» **TASK DETAILS**
Nothing may be left out of the listing below but its images; repeat the rest exactly.

» **DATA EXCERPTS**
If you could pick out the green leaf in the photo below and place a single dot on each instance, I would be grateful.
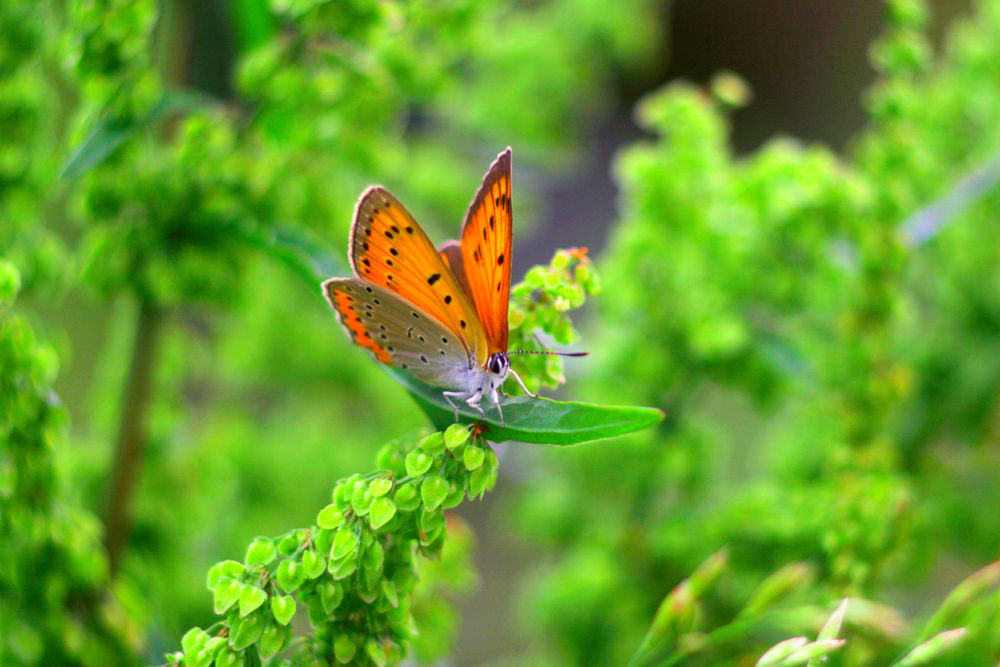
(313, 564)
(407, 498)
(227, 657)
(381, 513)
(271, 641)
(247, 631)
(344, 649)
(227, 591)
(251, 598)
(111, 133)
(344, 542)
(290, 575)
(193, 640)
(330, 517)
(376, 652)
(417, 463)
(433, 491)
(473, 458)
(380, 487)
(331, 594)
(535, 420)
(343, 568)
(433, 444)
(455, 436)
(260, 552)
(283, 608)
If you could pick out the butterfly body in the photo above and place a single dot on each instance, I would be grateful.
(437, 313)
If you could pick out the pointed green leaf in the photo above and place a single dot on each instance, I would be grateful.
(111, 133)
(535, 420)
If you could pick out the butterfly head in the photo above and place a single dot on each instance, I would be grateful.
(498, 364)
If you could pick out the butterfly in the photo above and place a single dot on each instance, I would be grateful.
(438, 313)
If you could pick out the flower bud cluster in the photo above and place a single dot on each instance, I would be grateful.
(353, 572)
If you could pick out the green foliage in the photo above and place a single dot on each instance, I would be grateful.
(179, 215)
(816, 366)
(820, 330)
(355, 571)
(56, 606)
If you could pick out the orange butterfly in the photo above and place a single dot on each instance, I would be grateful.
(440, 314)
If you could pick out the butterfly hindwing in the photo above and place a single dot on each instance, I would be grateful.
(485, 252)
(389, 249)
(397, 332)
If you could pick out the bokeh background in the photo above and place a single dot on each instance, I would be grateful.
(748, 177)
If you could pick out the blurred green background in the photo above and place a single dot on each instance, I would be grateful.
(792, 210)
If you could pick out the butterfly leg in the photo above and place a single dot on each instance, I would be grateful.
(473, 402)
(496, 402)
(448, 395)
(521, 382)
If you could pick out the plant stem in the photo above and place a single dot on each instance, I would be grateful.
(132, 434)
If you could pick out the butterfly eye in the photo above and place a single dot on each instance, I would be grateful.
(496, 364)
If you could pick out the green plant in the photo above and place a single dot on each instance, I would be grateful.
(56, 602)
(783, 313)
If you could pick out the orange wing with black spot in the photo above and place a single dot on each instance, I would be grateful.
(397, 332)
(485, 252)
(388, 248)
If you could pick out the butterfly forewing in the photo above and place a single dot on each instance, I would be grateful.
(398, 332)
(389, 249)
(485, 252)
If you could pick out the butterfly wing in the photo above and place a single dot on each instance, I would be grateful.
(389, 249)
(485, 252)
(399, 333)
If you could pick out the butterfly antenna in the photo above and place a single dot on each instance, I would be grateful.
(559, 354)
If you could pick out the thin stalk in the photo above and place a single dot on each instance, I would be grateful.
(133, 434)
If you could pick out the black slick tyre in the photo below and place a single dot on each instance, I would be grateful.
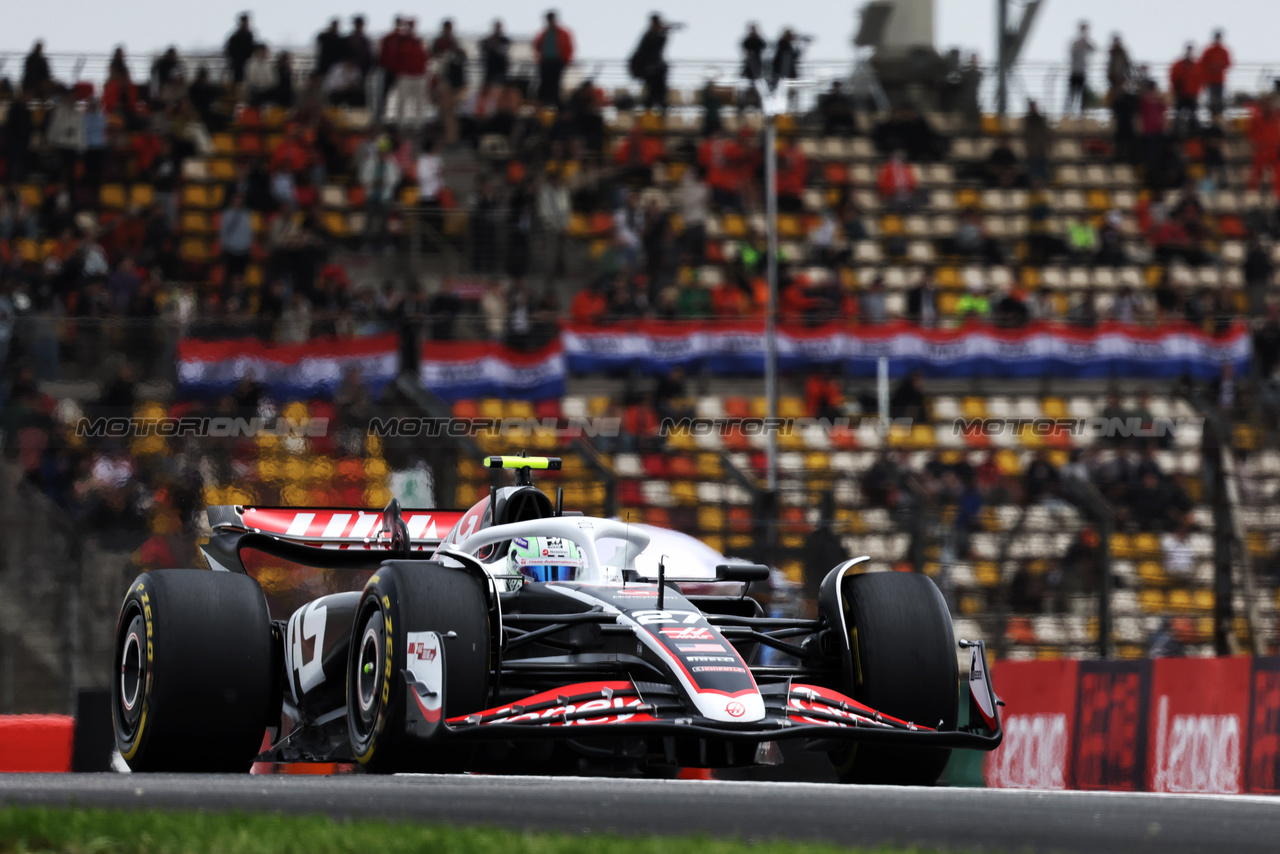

» **SOLUTION TO THE EXERCISE**
If you could pick out the green leaf in the photo below and place a single dot on each instance, I would be grateful.
(313, 564)
(407, 498)
(227, 657)
(381, 513)
(271, 641)
(247, 631)
(344, 649)
(227, 591)
(251, 598)
(111, 133)
(344, 542)
(290, 575)
(193, 640)
(330, 517)
(376, 652)
(417, 463)
(433, 491)
(473, 458)
(380, 487)
(331, 594)
(535, 420)
(343, 568)
(433, 444)
(455, 436)
(260, 552)
(283, 608)
If you could pick out the butterfly body in the photo above and place a single dot on each instance, I would be grateful.
(437, 313)
If you could pick out the pointed green leaf in the photo above and place a single dot on each instance, I would be grateful.
(111, 133)
(535, 420)
If you could pick out the butterfly head in the photo above and place a single dot on each instance, I would be grateful.
(498, 364)
If you could pick out the butterfly in the photo above and place a single dot on each instance, I would be grateful.
(438, 313)
If you could pick out the flower bud cluster in the photo above and place a single dot on each instance, I would be grateful.
(353, 572)
If you could pick out the green foliage in the photo above and place a single dot on each instance, I would be grateful.
(179, 215)
(816, 366)
(820, 330)
(355, 571)
(56, 606)
If you could pick out the orange butterfly in the photo above and place a single dot on each instance, I would be grateful.
(440, 314)
If you could pick out the butterfly hindwing in the photo above and place a single dot on each instance, I would be grateful.
(485, 252)
(389, 249)
(397, 332)
If you could pick out the bokeh background in the photo above and place a single dot on each instance, I would be grateful.
(748, 177)
If you could pick out the blurred green background in the photo above and place a single dot on each instance, I would be grateful.
(792, 210)
If you could pick out the butterfly leg in the photo above and place a single dot on each instance, I would be grateful.
(473, 402)
(496, 402)
(448, 395)
(521, 382)
If you could pick out the plant stem in the photo above and place a single dot on each instance, I would be grateful.
(132, 434)
If you could pick out the butterfly eye in the photo above and place a single dot on each instance, I would be grateful.
(496, 364)
If you could pick out the green plant in the photo above and place a single dot on each instance, I would be grateful.
(56, 602)
(783, 313)
If you could pick out the orange wing with black spot in the photo above and place a single dot on each instance, I would be grateful.
(397, 332)
(485, 252)
(388, 248)
If you could pick out the butterfly forewing in the photo above and place a single dot on each instance, I would be grateful.
(398, 332)
(389, 249)
(485, 252)
If you could pick out the butterfly wing in the photo above and place a single dot on each instance, I would be grateful.
(389, 249)
(485, 252)
(399, 333)
If you could pick out the butterfly antenna in the photo above and place a single dot on each instance, I would be grateful.
(559, 354)
If you could pick out the thin stalk in the photo above and place a single dot on each instance, I would be grateful.
(133, 434)
If you could pick out the black slick tyre in the photo below and place a single dot on each instance, I would be grateful.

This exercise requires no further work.